- _EXERCISE AIM_
Please list everyone the deck on the transformer paper names as a founder of Google Brain.

- _SUPPLIED PASSAGE_
====================
LLM History 03 — The Transformer Paper

00

What This Deck Covers

The transformer paper has been written about thousands of times for its technical content. This deck covers it as a piece of history. The room it came out of, the eight people in the room, what they each contributed, why they all left Google, and where each of them went next.

The Setting — Google Brain in 2016–17
The Eight Authors
What the Paper Actually Says
Multi-Head Attention as the Real Invention
What Was New, What Was Borrowed
The Reception — December 2017
The 2018 Fork — BERT vs GPT-1
2019–2020 — Acceleration
Why They All Left Google
The Diaspora — Where the Eight Went
What the Paper Got Wrong (and What It Underestimated)
Cheat Sheet

01

The Setting — Google Brain in 2016–17

Google Brain was founded in 2011 by Jeff Dean, Andrew Ng, and Greg Corrado as part of Google X. By 2016 it was a roughly 500-person research organisation in Mountain View, with a sister team at Google Brain Zürich and a deep partnership with the much smaller, much fancier Google DeepMind in London (Brain and DeepMind were sibling research orgs from 2014 onwards, with often-uneasy relations — deck 07 covers DeepMind).

Brain in this period had four things in unusual combination:

What Brain had

Compute. First-generation TPUs in 2015, v2 pods in early 2017. Nobody else in the world had this.
====================
[Point localization data]
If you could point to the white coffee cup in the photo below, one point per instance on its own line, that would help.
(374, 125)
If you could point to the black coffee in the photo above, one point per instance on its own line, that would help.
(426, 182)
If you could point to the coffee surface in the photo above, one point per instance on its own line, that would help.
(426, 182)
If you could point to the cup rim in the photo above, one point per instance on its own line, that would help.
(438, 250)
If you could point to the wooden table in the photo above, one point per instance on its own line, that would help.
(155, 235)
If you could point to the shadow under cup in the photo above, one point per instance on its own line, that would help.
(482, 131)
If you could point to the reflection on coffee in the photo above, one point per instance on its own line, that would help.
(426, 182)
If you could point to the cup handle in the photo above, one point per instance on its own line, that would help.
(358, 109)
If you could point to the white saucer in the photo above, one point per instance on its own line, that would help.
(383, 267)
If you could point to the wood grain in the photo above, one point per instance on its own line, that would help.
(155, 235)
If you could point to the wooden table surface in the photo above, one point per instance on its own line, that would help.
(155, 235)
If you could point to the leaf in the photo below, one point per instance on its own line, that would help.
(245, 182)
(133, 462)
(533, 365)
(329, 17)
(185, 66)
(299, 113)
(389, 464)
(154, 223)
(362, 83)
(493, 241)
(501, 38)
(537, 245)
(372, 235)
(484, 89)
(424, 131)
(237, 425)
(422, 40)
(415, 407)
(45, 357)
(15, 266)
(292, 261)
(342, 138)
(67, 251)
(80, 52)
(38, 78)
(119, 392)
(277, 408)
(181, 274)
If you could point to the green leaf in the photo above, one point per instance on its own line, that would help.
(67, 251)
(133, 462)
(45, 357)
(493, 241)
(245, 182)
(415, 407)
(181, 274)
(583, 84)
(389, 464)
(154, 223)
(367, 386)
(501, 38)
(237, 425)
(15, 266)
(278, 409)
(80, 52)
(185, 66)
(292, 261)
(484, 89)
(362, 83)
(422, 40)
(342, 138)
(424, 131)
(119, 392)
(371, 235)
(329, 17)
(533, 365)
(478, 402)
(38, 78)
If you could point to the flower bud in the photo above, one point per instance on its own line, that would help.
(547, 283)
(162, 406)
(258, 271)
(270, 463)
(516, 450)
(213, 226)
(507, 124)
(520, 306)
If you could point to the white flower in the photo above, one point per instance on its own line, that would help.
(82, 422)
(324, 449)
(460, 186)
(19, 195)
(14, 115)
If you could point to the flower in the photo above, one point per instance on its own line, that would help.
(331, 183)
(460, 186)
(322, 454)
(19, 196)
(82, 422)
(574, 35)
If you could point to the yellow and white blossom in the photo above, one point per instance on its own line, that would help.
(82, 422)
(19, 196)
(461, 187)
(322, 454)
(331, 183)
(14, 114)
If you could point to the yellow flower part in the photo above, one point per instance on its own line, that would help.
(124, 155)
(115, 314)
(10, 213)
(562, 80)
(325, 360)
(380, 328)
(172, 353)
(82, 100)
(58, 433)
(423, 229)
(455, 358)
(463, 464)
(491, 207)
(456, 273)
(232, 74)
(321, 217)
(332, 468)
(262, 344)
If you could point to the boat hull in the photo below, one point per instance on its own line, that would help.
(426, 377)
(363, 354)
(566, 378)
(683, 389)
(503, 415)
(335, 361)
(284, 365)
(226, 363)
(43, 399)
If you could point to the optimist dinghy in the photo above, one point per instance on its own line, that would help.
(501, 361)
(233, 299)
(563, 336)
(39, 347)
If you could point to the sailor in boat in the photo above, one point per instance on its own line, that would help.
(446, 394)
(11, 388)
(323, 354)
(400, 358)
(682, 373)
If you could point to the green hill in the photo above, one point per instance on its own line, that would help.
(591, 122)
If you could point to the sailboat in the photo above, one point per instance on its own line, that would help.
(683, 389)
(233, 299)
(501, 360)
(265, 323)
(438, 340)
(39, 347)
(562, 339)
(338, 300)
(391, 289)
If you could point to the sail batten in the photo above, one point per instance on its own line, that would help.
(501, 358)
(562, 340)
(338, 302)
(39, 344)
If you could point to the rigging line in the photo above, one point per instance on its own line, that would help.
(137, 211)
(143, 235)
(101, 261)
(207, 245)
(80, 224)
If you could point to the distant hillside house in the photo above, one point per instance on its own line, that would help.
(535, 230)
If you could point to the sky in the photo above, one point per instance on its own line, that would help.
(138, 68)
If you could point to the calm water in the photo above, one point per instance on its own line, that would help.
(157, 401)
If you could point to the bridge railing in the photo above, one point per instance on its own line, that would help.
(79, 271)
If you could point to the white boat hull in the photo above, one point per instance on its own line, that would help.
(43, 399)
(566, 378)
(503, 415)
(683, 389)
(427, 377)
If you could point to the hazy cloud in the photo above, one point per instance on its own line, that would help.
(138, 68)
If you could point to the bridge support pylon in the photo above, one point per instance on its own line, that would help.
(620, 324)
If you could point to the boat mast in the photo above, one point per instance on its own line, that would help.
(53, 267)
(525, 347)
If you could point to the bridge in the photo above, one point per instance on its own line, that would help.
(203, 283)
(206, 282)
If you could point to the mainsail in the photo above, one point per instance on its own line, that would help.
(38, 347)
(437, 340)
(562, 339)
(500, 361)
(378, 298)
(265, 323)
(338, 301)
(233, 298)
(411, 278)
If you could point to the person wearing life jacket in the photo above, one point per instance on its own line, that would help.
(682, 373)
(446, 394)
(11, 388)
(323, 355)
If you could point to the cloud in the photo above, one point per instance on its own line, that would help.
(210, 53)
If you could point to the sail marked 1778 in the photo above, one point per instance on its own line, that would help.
====================
- _ANSWER TO THE EXERCISE_
Jeff Dean, Andrew Ng, Greg Corrado